#### To be done:
**a.** Name every numbered equation, table, and figure that the tree biomass passage refers to.
**b.** From the tree biomass passage, write out the part starting at "### Carbon Implications" and ending at "size in Fig. 5.".
**c.** In the tree biomass passage, what causes the overestimate of biomass?

#### Source document:
________________________________________

For our stratified sampling approach, our results are generally similar to those found with random sampling, suggesting that the trend of overestimating α and underestimating β at small sample sizes is not a function of sampling strategy. However, the fitted parameters converge to different values using stratified sampling than random sampling. In most sites, parameters approach higher values of α and lower values of β. This represents a more linear relationship (higher α) between height and crown radius, with a shallower slope (lower β). Deviations from site-level parameters are generally larger with stratified sampling than with random sampling.

### Carbon Implications

To address expected biomass implications, we use equation (7) (see Methods) to estimate tree biomass as a function of crown radius and our allometric parameters, α and β. Summing these tree level estimates over the number of trees found in each study area, we estimate the deviation from site-level biomass as a function of sample size for random sampling (Table 1) and stratified sampling (Table 2). From here forward, we refer to error as this observed deviation from site-level estimated biomass. Results vary considerably across our six study sites and between our two sampling strategies. However, we generally overestimate site-level biomass when using allometric equations developed from small sample sizes. The mean site-level overestimations are presented as a function of sample size in Fig. 5.

Our analysis shows that the parameterization of allometric equations varies considerably as a function of sample size. Our results corroborate the findings of Chave *et al.* (2004) and Hunter *et al.* (2015) but suggest that in some forests, the potential impact of using allometric models based on small sample sizes for biomass prediction extends well above Chave’s 30% error, in some cases causing overestimations of more than double the presumed biomass. This overestimate of biomass is caused by the under sampling of large trees, because of the non-linear relationships between both crown radius and height and crown radius and biomass. When we only sample smaller trees, we fit more linear relationships. When extended over the full tree size distribution of an area, this overestimates the height and biomass of large individuals. It is therefore important to sample the full tree size distribution over which allometric equations will be applied.

________________________________________

#### Data lines:
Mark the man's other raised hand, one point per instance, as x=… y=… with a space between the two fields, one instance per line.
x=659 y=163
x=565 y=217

________________________________________

#### Answers to the problems:
**a.** equation (7), Table 1, Table 2, Fig. 5

**b.**
### Carbon Implications

To address expected biomass implications, we use equation (7) (see Methods) to estimate tree biomass as a function of crown radius and our allometric parameters, α and β. Summing these tree level estimates over the number of trees found in each study area, we estimate the deviation from site-level biomass as a function of sample size for random sampling (Table 1) and stratified sampling (Table 2). From here forward, we refer to error as this observed deviation from site-level estimated biomass. Results vary considerably across our six study sites and between our two sampling strategies. However, we generally overestimate site-level biomass when using allometric equations developed from small sample sizes. The mean site-level overestimations are presented as a function of sample size in Fig. 5.

**c.** The under sampling of large trees, because of the non-linear relationships between crown radius and height and between crown radius and biomass.